<<<<

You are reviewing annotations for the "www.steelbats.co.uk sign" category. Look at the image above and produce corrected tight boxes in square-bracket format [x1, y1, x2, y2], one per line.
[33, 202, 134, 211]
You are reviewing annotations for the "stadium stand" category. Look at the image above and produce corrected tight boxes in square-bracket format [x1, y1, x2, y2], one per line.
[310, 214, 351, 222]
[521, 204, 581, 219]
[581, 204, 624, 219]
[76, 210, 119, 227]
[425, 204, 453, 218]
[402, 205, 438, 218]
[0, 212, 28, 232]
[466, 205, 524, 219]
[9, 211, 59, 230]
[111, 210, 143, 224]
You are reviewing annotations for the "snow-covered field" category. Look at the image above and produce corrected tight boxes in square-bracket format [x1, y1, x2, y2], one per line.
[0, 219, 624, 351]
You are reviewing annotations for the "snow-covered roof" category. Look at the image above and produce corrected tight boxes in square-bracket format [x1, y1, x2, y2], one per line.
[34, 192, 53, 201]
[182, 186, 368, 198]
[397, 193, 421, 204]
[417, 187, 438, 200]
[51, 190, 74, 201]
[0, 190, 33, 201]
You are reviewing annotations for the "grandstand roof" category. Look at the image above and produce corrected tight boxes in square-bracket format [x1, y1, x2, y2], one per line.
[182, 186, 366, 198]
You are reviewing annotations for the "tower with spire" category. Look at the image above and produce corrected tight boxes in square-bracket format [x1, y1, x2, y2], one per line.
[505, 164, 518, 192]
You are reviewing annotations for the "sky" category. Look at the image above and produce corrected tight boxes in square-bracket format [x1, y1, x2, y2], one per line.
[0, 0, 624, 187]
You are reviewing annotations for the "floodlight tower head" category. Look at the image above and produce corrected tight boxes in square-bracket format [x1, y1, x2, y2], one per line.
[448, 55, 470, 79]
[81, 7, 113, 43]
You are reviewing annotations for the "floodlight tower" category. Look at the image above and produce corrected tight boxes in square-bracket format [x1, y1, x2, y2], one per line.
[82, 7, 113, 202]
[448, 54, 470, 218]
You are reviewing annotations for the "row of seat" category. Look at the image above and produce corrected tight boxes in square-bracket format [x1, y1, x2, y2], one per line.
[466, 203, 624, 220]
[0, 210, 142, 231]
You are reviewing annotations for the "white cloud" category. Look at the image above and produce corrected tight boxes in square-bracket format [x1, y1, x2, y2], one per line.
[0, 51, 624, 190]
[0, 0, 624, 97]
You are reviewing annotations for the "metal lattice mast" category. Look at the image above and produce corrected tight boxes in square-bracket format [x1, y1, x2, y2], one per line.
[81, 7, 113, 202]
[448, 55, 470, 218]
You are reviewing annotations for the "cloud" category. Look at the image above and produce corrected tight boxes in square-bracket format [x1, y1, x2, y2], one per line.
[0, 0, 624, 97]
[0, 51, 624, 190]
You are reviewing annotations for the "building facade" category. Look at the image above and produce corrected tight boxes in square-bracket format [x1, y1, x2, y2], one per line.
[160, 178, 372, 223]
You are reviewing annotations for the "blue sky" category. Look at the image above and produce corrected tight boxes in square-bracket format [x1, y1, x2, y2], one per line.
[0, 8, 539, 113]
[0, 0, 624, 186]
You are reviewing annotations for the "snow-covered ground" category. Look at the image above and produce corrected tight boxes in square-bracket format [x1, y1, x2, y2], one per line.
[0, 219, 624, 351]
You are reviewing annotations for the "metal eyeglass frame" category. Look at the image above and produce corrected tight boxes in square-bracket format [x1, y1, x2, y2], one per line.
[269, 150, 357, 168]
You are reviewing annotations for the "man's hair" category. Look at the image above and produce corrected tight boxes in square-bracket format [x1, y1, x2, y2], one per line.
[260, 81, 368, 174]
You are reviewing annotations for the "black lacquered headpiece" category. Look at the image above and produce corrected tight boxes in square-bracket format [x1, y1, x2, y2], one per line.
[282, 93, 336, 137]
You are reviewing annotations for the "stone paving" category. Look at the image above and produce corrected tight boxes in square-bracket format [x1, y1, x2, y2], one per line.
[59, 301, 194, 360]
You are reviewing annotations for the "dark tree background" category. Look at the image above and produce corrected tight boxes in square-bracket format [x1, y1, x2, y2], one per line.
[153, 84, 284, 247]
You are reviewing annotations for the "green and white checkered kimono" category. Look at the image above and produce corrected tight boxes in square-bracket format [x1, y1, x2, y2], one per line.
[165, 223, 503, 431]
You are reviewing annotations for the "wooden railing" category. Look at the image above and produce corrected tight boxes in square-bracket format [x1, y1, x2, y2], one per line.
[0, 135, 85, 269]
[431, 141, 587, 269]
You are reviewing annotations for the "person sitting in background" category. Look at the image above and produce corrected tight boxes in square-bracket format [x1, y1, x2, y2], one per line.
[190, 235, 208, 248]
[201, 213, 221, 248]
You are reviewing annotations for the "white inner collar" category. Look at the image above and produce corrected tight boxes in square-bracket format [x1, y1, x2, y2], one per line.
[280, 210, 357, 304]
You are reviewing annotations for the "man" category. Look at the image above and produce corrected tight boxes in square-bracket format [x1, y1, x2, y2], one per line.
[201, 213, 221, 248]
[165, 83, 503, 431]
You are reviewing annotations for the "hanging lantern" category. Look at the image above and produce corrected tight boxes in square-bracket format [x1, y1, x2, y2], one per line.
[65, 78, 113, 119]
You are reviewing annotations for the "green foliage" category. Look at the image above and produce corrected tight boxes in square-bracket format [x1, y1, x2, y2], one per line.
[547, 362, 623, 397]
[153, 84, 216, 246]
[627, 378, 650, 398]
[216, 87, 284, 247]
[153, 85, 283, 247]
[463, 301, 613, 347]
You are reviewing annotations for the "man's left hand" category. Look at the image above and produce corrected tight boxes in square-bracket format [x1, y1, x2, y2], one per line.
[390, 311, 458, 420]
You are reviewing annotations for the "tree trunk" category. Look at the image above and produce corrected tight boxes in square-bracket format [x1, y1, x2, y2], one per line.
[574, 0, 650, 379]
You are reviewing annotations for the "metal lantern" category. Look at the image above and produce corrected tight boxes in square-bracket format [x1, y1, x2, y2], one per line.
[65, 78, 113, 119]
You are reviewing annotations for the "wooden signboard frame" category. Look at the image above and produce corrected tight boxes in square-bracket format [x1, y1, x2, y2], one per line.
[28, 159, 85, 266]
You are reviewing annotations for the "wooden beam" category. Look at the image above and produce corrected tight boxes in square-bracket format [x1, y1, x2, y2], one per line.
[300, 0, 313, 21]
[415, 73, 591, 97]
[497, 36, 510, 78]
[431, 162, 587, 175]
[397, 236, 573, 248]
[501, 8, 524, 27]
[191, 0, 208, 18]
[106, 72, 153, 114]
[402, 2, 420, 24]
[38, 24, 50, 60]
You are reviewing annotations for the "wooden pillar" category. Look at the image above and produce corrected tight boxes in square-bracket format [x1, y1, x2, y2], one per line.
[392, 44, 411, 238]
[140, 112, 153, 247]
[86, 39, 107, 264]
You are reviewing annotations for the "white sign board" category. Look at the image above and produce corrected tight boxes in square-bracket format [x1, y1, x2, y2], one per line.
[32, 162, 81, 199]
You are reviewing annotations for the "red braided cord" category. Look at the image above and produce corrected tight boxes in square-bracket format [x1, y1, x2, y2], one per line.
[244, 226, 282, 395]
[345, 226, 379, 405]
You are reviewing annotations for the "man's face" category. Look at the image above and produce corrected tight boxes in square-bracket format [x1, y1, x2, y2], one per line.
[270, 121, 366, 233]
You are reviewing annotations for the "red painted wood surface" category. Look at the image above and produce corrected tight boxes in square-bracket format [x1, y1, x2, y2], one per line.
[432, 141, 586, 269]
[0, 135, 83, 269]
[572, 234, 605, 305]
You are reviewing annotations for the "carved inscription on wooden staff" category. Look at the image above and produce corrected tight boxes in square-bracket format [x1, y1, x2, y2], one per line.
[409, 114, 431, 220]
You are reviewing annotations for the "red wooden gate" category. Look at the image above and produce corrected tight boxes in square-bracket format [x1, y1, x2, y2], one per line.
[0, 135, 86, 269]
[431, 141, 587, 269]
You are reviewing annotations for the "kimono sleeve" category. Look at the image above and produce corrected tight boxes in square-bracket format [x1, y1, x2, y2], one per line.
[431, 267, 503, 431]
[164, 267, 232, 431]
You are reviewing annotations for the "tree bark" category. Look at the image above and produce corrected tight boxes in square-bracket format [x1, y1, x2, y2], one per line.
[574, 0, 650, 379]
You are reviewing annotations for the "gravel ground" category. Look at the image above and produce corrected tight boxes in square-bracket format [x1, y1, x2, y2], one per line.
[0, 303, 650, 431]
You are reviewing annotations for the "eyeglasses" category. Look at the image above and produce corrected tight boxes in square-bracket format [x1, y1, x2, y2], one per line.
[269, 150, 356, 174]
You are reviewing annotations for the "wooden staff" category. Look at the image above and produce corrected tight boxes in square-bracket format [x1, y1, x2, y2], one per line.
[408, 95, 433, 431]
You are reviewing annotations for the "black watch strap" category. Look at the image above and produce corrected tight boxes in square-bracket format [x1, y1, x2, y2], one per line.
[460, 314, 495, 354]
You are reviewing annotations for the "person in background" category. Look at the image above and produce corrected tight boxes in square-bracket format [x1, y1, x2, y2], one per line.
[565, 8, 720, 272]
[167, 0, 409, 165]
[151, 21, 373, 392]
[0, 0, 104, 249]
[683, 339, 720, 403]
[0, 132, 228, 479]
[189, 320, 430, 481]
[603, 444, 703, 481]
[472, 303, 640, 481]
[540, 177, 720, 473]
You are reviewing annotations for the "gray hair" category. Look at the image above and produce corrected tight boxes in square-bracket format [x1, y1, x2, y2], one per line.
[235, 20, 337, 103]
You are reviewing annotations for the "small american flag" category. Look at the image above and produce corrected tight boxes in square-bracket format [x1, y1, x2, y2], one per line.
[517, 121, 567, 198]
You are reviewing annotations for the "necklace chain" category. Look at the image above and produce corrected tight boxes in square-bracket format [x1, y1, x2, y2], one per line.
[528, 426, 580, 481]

>>>>

* [Given problem] From the data above, pull out every line that contains the word "floodlight" and copy each one unchanged.

* [Exercise result]
You are reviewing annotations for the "floodlight tower head" category. Look at the image above and produce corrected tight boxes in square-bracket format [x1, y1, x2, y2], one per line.
You are reviewing annotations for the "floodlight tower" category. Look at the image above and produce corrected tight boxes in square-bracket format [x1, y1, x2, y2], one per line.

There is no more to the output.